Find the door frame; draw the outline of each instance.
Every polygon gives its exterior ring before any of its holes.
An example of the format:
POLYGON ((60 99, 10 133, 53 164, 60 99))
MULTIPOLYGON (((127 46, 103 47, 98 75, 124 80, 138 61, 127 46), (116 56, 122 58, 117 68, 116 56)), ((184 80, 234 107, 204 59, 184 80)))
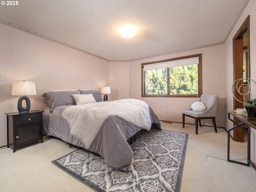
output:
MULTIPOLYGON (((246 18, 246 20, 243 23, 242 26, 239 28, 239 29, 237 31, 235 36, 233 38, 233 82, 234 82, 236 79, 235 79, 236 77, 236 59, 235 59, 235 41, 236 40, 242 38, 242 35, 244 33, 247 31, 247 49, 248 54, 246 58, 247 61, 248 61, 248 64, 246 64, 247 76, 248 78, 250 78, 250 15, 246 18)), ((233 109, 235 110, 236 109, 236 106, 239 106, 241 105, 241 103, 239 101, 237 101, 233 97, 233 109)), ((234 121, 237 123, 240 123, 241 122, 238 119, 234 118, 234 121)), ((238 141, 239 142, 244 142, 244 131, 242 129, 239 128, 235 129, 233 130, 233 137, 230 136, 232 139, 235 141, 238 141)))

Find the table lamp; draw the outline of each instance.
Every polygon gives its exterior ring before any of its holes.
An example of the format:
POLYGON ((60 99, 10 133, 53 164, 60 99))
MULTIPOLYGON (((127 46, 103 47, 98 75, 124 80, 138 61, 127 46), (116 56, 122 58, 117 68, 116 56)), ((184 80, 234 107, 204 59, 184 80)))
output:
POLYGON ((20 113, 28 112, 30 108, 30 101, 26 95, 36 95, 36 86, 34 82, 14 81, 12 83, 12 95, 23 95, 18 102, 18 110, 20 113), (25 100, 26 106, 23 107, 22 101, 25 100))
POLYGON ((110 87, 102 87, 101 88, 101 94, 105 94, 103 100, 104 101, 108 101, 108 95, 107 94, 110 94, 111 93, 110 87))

* * *

* What you need to do: Give all the entries again with "table lamp" swapped for "floor lamp" and nothing else changed. Leave the pictures out.

* Output:
Find the door frame; draw the outline of each instance.
Every polygon gives its exterior ring before any of its holes.
An example of the format:
POLYGON ((60 99, 10 133, 53 164, 60 99))
MULTIPOLYGON (((127 46, 103 47, 98 75, 124 80, 138 61, 127 46), (116 56, 122 58, 117 68, 116 56)), ((184 80, 234 107, 204 59, 184 80)))
output:
MULTIPOLYGON (((246 18, 246 20, 243 23, 242 26, 239 28, 239 29, 237 31, 235 36, 233 38, 233 82, 234 82, 236 79, 235 79, 236 77, 236 59, 235 59, 235 41, 236 40, 242 38, 242 35, 244 33, 247 31, 247 49, 248 54, 246 58, 247 61, 248 61, 248 64, 246 64, 247 76, 248 78, 250 78, 250 15, 246 18)), ((233 109, 235 110, 236 109, 236 106, 239 106, 241 105, 241 103, 239 101, 237 101, 233 97, 233 109)), ((234 121, 237 123, 240 123, 241 122, 238 119, 234 118, 234 121)), ((238 141, 239 142, 244 142, 244 131, 242 129, 239 128, 235 129, 233 130, 233 137, 230 136, 232 139, 235 141, 238 141)))

Find the floor lamp; draw the outline of each instance.
Every polygon gives its exterior ring before any of its holes.
An example of the format:
POLYGON ((60 99, 10 133, 53 164, 60 99))
MULTIPOLYGON (((127 46, 103 47, 98 75, 124 80, 138 61, 127 46), (116 56, 122 58, 117 68, 116 56)), ((184 80, 234 107, 204 59, 184 80)))
output:
POLYGON ((20 113, 28 112, 30 108, 30 101, 26 95, 36 95, 36 86, 34 82, 14 81, 12 83, 12 95, 23 95, 18 102, 18 110, 20 113), (25 100, 26 106, 23 107, 22 101, 25 100))
POLYGON ((110 87, 102 87, 101 88, 101 94, 105 94, 103 100, 104 101, 108 101, 108 95, 107 94, 110 94, 111 93, 110 87))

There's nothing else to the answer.